◆ **What is being asked**:
Please retype the forum posts about working from home below, word for word and in full.

My mate has just been told he is WFH for 3 days a week as standard now.

My brothers company have just dropped one of their offices, it really is interesting.

My tip for you all, invest in tech companies such as Palo Alto, they are the leaders in Secure Access Service Edge (SASE), which is basically the future for WFM technologies. No more backhaul VPN to the HQ’s then off to the clouds for SAAS apps, you now go direct to the SAAS via the Palo Alto infrastructure which only requires an Internet connection to reach. All policy is centrally orchestrated from the cloud so tech teams can WFM too.

We use Okta. Absolute shitshow.

I’m hating working from home. My commute is only 10 minutes normally so no time gain for me not going in. We were told last week that our office won’t be open until Q4 at the earliest, which really put me on a downer. 2020 the year that wasn’t…

I’ve been set up to work from home since I started my current Job 4 years ago, or when ever it was. Defo took some getting used to, but once I got the hang of it, I have to say it whips ass. Or I guess I should say it used to, until I was forced to work from my actual house. Been heavily fighting the urge to make the 12 hour drive down the the in-law’s vacation house, and take up residence.

◆ **Saved data entries**:
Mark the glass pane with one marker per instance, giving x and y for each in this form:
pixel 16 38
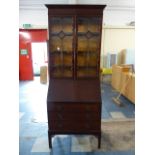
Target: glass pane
pixel 81 60
pixel 67 73
pixel 67 44
pixel 89 24
pixel 67 60
pixel 57 72
pixel 61 45
pixel 82 44
pixel 59 24
pixel 55 44
pixel 86 72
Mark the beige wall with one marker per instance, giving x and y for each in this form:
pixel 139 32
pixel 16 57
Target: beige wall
pixel 114 39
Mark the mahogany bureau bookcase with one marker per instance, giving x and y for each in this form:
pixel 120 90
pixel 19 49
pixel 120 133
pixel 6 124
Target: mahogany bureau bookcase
pixel 74 97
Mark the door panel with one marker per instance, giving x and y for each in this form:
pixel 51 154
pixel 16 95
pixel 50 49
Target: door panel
pixel 25 63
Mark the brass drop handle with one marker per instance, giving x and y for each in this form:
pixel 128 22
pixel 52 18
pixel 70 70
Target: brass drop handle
pixel 59 107
pixel 60 116
pixel 60 125
pixel 87 126
pixel 87 108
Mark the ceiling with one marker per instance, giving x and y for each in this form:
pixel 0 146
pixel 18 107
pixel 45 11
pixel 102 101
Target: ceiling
pixel 111 4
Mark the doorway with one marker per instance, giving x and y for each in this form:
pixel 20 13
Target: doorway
pixel 39 56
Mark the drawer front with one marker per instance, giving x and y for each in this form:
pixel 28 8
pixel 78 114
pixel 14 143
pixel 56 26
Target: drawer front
pixel 68 126
pixel 75 107
pixel 55 115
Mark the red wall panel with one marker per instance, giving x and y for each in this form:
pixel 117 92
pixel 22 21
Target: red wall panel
pixel 26 37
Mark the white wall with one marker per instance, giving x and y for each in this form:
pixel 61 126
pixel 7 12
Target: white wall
pixel 39 18
pixel 115 39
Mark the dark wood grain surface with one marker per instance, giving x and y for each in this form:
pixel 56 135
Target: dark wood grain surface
pixel 70 90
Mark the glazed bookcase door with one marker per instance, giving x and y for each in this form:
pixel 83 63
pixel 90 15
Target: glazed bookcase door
pixel 88 43
pixel 61 47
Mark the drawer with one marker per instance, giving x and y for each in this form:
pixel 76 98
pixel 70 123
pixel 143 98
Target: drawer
pixel 68 126
pixel 55 115
pixel 75 107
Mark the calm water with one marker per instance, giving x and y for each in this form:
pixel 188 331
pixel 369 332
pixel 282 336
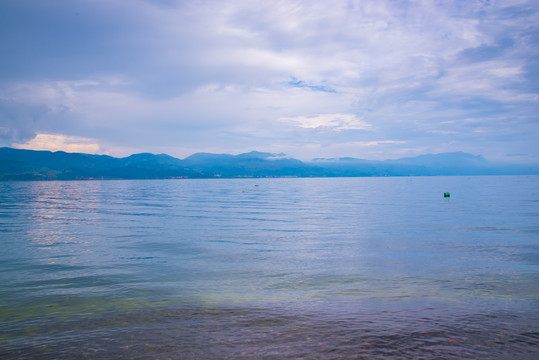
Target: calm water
pixel 271 268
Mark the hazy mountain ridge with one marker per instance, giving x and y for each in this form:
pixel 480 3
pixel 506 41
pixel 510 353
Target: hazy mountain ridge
pixel 16 164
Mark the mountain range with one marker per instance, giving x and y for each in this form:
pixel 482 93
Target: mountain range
pixel 18 164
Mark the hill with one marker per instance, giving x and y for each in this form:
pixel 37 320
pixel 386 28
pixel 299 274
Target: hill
pixel 17 164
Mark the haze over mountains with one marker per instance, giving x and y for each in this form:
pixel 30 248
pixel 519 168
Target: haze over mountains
pixel 17 164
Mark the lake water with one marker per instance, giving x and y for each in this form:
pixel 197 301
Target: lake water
pixel 318 268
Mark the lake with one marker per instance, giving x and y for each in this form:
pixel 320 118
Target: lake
pixel 284 268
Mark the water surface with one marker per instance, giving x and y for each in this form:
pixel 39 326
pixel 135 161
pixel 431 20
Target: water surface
pixel 271 268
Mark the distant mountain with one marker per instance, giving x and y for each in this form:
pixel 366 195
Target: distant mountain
pixel 16 164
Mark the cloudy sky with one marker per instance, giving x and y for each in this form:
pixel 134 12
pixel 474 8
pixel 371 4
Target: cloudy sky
pixel 364 78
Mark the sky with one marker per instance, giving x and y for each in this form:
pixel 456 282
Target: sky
pixel 372 79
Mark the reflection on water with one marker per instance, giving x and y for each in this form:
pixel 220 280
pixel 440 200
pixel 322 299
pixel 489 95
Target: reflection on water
pixel 270 268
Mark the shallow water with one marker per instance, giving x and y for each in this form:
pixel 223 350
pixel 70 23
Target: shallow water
pixel 271 268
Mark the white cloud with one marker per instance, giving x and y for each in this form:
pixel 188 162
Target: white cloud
pixel 336 122
pixel 73 144
pixel 216 76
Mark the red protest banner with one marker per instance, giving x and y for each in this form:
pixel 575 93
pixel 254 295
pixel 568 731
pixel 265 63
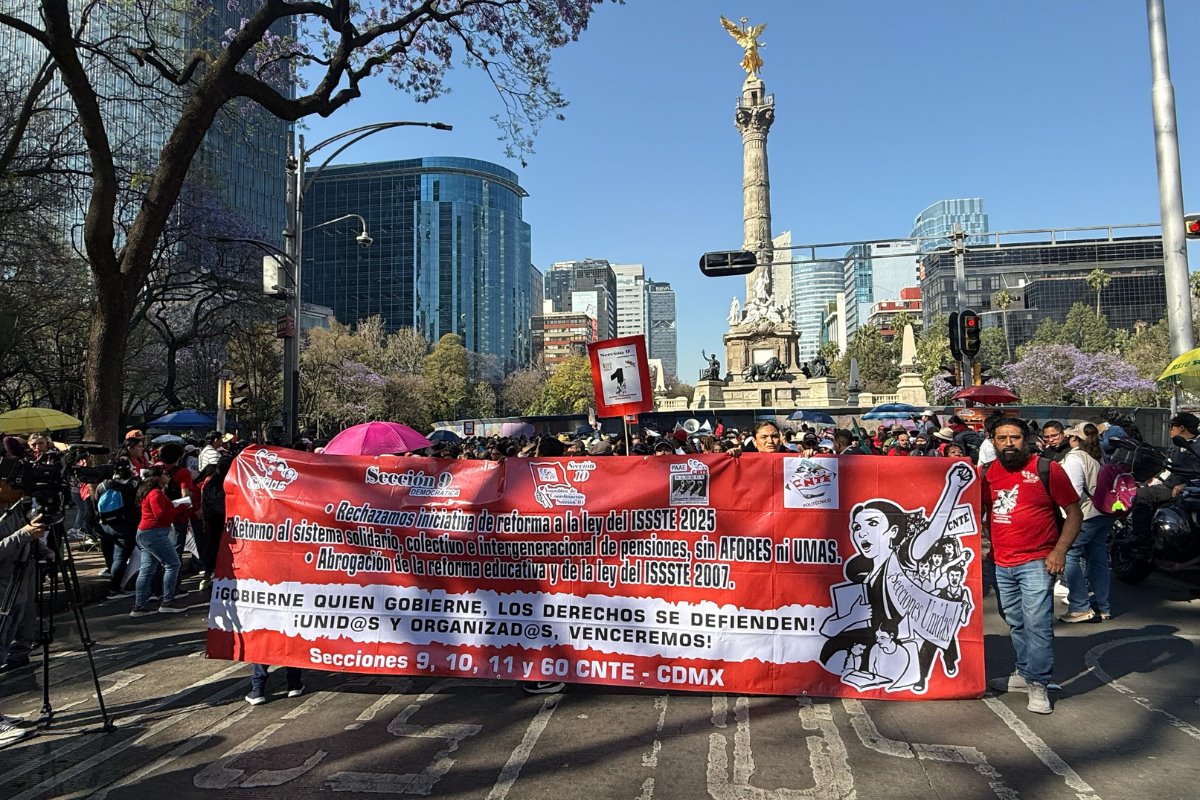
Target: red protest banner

◆ **Answer space**:
My mate has just been told he is WFH for 3 days a week as standard now.

My brothers company have just dropped one of their offices, it really is interesting.

My tip for you all, invest in tech companies such as Palo Alto, they are the leaders in Secure Access Service Edge (SASE), which is basically the future for WFM technologies. No more backhaul VPN to the HQ’s then off to the clouds for SAAS apps, you now go direct to the SAAS via the Palo Alto infrastructure which only requires an Internet connection to reach. All policy is centrally orchestrated from the cloud so tech teams can WFM too.

We use Okta. Absolute shitshow.

I’m hating working from home. My commute is only 10 minutes normally so no time gain for me not going in. We were told last week that our office won’t be open until Q4 at the earliest, which really put me on a downer. 2020 the year that wasn’t…

I’ve been set up to work from home since I started my current Job 4 years ago, or when ever it was. Defo took some getting used to, but once I got the hang of it, I have to say it whips ass. Or I guess I should say it used to, until I was forced to work from my actual house. Been heavily fighting the urge to make the 12 hour drive down the the in-law’s vacation house, and take up residence.